+++ DATA PROVIDED +++

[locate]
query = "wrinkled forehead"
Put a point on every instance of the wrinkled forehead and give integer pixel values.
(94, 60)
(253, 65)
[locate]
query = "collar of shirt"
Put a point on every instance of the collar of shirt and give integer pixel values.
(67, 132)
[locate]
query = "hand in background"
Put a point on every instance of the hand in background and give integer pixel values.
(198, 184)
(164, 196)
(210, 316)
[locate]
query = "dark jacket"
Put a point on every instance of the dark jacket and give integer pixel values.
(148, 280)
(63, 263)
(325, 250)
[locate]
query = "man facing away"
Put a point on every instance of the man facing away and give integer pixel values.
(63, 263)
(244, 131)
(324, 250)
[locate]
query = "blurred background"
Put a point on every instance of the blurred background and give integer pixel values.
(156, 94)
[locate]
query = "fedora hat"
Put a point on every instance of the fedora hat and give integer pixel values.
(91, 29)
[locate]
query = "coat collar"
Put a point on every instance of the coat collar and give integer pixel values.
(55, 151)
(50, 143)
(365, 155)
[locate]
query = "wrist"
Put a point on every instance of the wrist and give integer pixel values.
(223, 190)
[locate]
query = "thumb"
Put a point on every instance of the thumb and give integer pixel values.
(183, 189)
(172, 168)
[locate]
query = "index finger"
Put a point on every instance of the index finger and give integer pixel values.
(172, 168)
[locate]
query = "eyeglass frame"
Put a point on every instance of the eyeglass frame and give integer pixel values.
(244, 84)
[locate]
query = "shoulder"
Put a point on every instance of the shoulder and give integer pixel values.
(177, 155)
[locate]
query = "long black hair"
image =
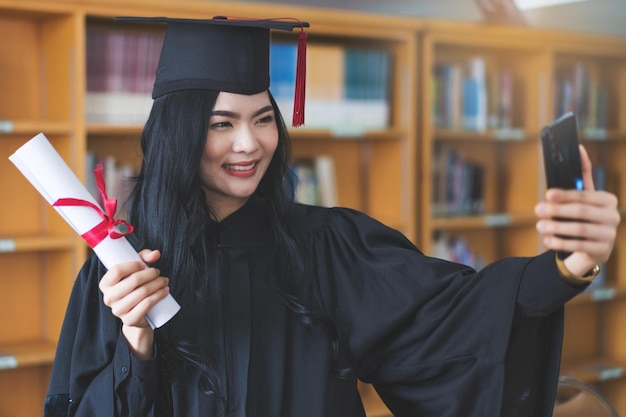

+++

## OBJECTIVE
Please pick out and copy every line in the material above that contains the word "shoulder". Matches must have the same case.

## RESULT OF THE EXERCISE
query = "shoulder"
Put a point on every instance of the shoulder and give integer pixel values.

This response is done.